══ EXTRAIT DU DOCUMENT

Anat Cohen (cl), Avishai Cohen (tp), Yuval Cohen (saxs) + WDR big band

Une réunion de famille heureuse et joyeuse !

Voilà bien un album qui devrait inspirer tous les programmateurs de festival !

Cette réunion de famille qui permettait de retrouver la fratrie des Cohen sous l’égide du célèbre big band allemand le WDR, outre qu’elle procède d’une idée géniale, est en effet absolument émoustillante d’un bout à l’autre de ce concert donné en 2022 à Cologne.

Les trois frères et sœurs qui avaient déjà enregistré plusieurs albums ensemble, se sont ainsi retrouvés invité par le WDR dirigé par Bob Mintzer pour ce concert donné autour de leurs compostions originales et de quelques reprises, arrangés notamment par Oded Lev-Arvi.

On connait bien désormais Anat Cohen, dont nous parlions dans ces colonnes il y a quelques mois ( Anat Cohen quartetinho : «  Bloom » - les dernières nouvelles du jazz) et qui fait la une ce mois-ci du journal Downbeat. A bientôt 50 ans elle s’impose sur la scène internationale comme la fille spirituelle d’un Buddy de Franco et par sa capacité à imprimer de la joie à, a peu près tout ce qu’elle entreprend.

════
══ ENTRÉES FOURNIES

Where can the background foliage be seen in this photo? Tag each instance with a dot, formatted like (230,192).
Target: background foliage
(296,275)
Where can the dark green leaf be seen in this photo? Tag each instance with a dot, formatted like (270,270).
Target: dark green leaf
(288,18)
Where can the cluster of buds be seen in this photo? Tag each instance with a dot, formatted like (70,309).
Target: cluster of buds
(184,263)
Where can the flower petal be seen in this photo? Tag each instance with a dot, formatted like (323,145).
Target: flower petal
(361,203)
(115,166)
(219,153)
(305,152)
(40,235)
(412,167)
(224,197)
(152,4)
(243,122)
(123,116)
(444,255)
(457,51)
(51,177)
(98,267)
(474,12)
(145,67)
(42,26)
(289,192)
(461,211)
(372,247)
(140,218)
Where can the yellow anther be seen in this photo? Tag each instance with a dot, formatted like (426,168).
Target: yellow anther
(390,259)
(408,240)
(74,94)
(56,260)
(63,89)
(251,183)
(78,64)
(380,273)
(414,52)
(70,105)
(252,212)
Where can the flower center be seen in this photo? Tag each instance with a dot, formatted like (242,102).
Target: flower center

════

» ÉNONCÉ DU PROBLÈME A
Imprime l'intégralité de l'extrait du document sans y changer quoi que ce soit.
» ÉNONCÉ DU PROBLÈME B
Produis à l'identique le passage des enregistrements qui va de la ligne contenant « Where can the flower petal » jusqu'à la fin des enregistrements, ces deux limites comprises, et rien d'autre.
Le texte et les enregistrements n'ont aucun lien entre eux.

» RÉSULTAT A
Anat Cohen (cl), Avishai Cohen (tp), Yuval Cohen (saxs) + WDR big band

Une réunion de famille heureuse et joyeuse !

Voilà bien un album qui devrait inspirer tous les programmateurs de festival !

Cette réunion de famille qui permettait de retrouver la fratrie des Cohen sous l’égide du célèbre big band allemand le WDR, outre qu’elle procède d’une idée géniale, est en effet absolument émoustillante d’un bout à l’autre de ce concert donné en 2022 à Cologne.

Les trois frères et sœurs qui avaient déjà enregistré plusieurs albums ensemble, se sont ainsi retrouvés invité par le WDR dirigé par Bob Mintzer pour ce concert donné autour de leurs compostions originales et de quelques reprises, arrangés notamment par Oded Lev-Arvi.

On connait bien désormais Anat Cohen, dont nous parlions dans ces colonnes il y a quelques mois ( Anat Cohen quartetinho : «  Bloom » - les dernières nouvelles du jazz) et qui fait la une ce mois-ci du journal Downbeat. A bientôt 50 ans elle s’impose sur la scène internationale comme la fille spirituelle d’un Buddy de Franco et par sa capacité à imprimer de la joie à, a peu près tout ce qu’elle entreprend.

» RÉSULTAT B
Where can the flower petal be seen in this photo? Tag each instance with a dot, formatted like (323,145).
Target: flower petal
(361,203)
(115,166)
(219,153)
(305,152)
(40,235)
(412,167)
(224,197)
(152,4)
(243,122)
(123,116)
(444,255)
(457,51)
(51,177)
(98,267)
(474,12)
(145,67)
(42,26)
(289,192)
(461,211)
(372,247)
(140,218)
Where can the yellow anther be seen in this photo? Tag each instance with a dot, formatted like (426,168).
Target: yellow anther
(390,259)
(408,240)
(74,94)
(56,260)
(63,89)
(251,183)
(78,64)
(380,273)
(414,52)
(70,105)
(252,212)
Where can the flower center be seen in this photo? Tag each instance with a dot, formatted like (242,102).
Target: flower center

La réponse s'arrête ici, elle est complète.